── DATA RECORDS

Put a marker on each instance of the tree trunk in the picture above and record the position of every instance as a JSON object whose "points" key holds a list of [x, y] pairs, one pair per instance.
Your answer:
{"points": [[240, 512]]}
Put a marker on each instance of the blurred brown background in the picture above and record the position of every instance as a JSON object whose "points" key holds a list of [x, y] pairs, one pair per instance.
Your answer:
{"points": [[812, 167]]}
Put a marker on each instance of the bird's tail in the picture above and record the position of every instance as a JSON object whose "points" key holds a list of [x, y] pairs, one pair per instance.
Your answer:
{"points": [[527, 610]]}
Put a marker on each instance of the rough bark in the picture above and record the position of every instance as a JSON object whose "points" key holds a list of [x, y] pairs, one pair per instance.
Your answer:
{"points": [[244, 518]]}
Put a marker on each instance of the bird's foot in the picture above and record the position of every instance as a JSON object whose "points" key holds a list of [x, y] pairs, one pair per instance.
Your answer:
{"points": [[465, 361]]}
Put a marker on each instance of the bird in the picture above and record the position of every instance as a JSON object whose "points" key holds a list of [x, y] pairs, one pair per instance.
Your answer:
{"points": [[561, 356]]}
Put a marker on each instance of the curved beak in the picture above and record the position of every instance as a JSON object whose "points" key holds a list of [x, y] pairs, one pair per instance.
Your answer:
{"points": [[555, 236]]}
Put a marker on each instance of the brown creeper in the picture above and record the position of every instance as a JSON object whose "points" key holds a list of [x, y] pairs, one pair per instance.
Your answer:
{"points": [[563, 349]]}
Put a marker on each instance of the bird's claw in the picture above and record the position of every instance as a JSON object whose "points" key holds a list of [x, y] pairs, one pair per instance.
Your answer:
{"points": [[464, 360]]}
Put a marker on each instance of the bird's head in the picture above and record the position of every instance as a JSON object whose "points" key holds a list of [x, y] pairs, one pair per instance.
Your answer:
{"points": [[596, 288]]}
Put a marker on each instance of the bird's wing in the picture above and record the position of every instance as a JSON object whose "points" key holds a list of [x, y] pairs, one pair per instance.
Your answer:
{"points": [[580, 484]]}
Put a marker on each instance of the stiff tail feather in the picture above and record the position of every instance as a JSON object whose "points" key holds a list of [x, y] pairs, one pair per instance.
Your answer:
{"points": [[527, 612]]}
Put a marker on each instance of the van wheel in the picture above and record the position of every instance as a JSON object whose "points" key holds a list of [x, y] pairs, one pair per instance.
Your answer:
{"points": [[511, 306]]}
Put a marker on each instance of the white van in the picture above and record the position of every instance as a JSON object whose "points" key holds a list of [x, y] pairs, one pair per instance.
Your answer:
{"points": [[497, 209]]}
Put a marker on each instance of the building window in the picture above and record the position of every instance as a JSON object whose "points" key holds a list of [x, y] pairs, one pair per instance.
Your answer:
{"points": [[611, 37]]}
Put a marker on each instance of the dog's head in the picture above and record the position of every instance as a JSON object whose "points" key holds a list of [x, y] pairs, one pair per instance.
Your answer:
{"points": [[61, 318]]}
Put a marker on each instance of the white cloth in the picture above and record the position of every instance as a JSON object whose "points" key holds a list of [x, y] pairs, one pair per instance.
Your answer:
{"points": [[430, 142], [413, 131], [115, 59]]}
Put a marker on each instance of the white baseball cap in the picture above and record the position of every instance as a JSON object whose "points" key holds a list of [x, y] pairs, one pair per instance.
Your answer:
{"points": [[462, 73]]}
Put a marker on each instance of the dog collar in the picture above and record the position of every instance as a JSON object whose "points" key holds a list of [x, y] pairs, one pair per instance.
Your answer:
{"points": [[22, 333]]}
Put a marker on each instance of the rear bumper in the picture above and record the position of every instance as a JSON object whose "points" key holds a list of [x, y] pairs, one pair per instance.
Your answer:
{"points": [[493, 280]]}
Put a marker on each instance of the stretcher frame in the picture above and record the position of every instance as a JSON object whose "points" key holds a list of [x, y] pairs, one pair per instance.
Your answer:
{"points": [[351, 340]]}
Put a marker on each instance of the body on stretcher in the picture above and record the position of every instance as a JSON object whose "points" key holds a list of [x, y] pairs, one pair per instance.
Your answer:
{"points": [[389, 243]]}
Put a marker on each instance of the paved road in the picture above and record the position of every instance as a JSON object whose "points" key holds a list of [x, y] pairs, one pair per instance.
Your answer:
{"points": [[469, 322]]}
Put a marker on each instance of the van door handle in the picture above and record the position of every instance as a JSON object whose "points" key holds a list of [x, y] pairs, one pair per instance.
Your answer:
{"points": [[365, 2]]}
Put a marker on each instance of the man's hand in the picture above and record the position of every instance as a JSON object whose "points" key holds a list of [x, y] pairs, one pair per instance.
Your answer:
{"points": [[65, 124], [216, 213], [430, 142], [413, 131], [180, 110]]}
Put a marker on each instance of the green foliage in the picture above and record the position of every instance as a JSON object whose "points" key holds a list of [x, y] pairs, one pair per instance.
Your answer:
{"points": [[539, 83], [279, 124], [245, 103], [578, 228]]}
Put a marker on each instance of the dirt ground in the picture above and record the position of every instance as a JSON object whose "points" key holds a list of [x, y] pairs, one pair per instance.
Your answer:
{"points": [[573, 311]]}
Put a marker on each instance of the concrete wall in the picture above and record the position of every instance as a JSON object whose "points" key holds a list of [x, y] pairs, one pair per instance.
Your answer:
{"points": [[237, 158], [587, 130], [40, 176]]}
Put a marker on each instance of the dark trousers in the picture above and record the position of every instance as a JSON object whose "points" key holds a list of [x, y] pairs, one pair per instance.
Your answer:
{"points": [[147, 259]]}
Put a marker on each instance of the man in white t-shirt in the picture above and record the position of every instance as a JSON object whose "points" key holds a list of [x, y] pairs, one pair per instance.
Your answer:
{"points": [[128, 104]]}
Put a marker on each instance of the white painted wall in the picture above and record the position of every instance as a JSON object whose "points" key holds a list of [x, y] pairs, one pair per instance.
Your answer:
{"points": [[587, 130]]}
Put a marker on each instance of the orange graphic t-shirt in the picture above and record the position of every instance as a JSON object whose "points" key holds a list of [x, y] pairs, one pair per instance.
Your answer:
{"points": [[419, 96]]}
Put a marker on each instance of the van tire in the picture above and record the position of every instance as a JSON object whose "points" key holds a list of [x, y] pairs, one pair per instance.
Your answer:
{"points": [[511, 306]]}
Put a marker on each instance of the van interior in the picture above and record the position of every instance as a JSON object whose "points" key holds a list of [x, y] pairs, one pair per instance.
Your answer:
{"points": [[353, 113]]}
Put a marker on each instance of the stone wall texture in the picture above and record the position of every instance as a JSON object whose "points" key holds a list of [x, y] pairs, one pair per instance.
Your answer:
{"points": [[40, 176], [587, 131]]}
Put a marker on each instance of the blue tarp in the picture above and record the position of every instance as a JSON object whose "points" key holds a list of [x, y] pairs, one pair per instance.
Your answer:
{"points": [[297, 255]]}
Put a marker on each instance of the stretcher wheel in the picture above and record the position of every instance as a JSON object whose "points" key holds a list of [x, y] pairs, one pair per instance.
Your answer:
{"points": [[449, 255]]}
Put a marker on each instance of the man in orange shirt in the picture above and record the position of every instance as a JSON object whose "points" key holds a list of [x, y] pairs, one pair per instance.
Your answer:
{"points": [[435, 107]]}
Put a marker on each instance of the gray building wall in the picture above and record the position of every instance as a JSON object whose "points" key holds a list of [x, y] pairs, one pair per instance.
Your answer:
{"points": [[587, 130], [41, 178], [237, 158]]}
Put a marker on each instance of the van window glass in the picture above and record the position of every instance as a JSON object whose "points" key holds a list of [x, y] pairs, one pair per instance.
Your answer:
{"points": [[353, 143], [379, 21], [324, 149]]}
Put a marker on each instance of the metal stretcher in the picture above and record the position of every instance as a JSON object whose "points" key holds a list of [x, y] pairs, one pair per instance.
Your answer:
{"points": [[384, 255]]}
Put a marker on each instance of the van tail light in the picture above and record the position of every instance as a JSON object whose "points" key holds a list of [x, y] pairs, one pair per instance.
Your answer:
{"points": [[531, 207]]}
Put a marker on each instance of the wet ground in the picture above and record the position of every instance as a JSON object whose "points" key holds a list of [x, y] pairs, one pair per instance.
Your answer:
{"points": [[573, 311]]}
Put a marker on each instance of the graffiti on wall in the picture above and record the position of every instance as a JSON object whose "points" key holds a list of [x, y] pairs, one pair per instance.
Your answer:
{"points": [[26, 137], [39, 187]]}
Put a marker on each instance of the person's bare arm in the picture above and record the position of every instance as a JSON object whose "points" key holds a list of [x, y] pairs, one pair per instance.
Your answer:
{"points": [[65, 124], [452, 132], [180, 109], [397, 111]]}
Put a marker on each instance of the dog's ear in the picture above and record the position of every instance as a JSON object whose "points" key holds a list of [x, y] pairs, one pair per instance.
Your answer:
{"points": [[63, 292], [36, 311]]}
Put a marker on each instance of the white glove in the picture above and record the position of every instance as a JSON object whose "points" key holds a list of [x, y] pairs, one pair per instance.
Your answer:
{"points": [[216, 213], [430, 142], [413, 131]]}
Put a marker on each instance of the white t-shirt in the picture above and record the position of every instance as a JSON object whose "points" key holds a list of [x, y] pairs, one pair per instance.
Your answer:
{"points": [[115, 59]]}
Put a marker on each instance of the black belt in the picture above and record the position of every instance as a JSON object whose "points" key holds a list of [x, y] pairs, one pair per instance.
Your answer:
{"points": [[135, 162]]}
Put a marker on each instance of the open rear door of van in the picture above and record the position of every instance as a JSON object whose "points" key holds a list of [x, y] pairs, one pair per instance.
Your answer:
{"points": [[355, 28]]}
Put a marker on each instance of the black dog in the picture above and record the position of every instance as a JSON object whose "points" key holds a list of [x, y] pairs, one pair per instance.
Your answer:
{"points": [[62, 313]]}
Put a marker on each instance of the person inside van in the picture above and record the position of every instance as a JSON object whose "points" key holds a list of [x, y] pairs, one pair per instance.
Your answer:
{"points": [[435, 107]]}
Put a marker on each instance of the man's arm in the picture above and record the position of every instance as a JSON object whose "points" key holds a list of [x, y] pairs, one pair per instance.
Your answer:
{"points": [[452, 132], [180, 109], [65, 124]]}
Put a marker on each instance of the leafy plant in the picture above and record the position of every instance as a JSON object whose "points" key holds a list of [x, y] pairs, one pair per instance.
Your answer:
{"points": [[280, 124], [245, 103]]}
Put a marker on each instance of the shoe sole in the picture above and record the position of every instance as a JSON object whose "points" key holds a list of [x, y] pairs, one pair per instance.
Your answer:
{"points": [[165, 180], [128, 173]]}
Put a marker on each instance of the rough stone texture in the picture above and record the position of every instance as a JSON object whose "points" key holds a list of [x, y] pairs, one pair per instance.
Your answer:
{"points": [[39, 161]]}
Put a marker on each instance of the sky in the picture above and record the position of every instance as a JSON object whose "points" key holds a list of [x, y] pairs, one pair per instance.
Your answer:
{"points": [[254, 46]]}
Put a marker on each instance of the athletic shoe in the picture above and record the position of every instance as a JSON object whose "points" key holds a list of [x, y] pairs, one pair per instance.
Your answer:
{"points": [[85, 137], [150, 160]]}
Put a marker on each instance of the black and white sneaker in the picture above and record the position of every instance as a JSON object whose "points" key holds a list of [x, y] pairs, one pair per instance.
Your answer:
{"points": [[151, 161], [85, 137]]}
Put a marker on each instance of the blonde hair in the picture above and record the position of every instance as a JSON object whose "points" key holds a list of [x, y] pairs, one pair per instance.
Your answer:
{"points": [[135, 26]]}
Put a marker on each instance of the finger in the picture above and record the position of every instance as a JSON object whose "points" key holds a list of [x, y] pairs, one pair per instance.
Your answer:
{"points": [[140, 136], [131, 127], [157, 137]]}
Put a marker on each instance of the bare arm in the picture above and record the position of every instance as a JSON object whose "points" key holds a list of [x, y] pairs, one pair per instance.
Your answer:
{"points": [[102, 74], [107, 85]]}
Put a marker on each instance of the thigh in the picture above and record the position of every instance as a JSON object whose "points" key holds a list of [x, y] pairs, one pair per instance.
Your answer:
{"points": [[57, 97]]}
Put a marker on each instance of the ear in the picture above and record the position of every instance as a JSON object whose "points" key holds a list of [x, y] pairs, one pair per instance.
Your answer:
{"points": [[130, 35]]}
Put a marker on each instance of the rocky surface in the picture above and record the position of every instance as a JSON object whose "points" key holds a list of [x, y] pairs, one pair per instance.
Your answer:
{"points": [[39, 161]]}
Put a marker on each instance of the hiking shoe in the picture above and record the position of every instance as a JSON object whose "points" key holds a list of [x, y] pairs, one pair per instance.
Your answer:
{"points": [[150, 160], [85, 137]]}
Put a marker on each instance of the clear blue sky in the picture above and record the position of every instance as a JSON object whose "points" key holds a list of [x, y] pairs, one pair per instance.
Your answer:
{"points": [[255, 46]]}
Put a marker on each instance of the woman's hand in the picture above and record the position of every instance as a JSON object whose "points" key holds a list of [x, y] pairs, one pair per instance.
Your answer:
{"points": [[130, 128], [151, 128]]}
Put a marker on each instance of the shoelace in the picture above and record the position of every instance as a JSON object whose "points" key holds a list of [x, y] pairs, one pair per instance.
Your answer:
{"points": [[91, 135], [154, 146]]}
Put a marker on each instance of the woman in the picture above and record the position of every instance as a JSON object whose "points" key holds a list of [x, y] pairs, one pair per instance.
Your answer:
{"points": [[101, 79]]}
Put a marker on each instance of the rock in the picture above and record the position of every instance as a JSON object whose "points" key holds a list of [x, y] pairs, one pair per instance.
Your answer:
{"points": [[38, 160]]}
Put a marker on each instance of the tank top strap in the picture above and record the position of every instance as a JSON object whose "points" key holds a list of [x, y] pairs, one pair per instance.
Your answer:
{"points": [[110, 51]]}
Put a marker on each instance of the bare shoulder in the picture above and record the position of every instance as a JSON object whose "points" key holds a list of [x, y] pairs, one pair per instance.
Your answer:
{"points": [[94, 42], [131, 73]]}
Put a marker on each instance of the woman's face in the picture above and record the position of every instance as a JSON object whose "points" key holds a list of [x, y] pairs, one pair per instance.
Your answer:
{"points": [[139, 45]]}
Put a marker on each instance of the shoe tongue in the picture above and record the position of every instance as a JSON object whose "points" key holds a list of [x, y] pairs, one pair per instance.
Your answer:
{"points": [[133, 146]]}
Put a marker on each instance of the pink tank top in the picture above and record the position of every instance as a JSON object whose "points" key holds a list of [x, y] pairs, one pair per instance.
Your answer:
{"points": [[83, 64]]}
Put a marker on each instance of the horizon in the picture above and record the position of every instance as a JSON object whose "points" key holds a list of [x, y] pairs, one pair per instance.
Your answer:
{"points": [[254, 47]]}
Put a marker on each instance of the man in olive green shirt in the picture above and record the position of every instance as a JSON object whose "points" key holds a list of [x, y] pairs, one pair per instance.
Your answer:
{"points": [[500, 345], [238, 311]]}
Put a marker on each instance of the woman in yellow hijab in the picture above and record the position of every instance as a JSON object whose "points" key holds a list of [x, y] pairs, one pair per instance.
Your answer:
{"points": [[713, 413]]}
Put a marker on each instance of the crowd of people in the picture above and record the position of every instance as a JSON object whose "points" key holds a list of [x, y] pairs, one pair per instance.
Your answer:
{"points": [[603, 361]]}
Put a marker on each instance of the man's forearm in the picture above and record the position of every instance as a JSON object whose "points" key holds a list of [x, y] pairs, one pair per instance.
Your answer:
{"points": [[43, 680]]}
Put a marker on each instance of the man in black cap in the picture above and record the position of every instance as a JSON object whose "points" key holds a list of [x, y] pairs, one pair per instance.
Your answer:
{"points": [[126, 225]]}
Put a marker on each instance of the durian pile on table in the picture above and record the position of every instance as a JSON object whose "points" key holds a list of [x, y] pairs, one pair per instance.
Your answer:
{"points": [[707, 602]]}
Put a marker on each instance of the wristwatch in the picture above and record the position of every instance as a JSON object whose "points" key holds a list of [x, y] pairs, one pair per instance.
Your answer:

────

#### WHAT THE TASK ASKS
Copy the material above verbatim, from the line containing "Put a marker on each instance of the man's forearm" through the end of the material, both ends included.

#### CORRECT RESULT
Put a marker on each instance of the man's forearm in the picture above and record the position of every instance as a JSON object whose "points" key holds a list of [x, y] pairs, one pair per instance.
Your answer:
{"points": [[43, 680]]}
Put a marker on each instance of the man in black cap in the picture above and record the position of every instance as a JSON object whose "points" key holds a list of [x, y] pairs, one pair per instance.
Your answer:
{"points": [[126, 225]]}
Put a marker on each instance of the durian pile on table in the picture above and record the position of every instance as a JSON object whose "points" key holds a list of [x, y] pairs, one pair per instance.
Your answer:
{"points": [[707, 602]]}
Put a marker on each instance of the wristwatch in the picture above and record the position of every instance as a JSON object whose "points" key holds a list of [x, y] pairs, one pair per instance.
Your answer:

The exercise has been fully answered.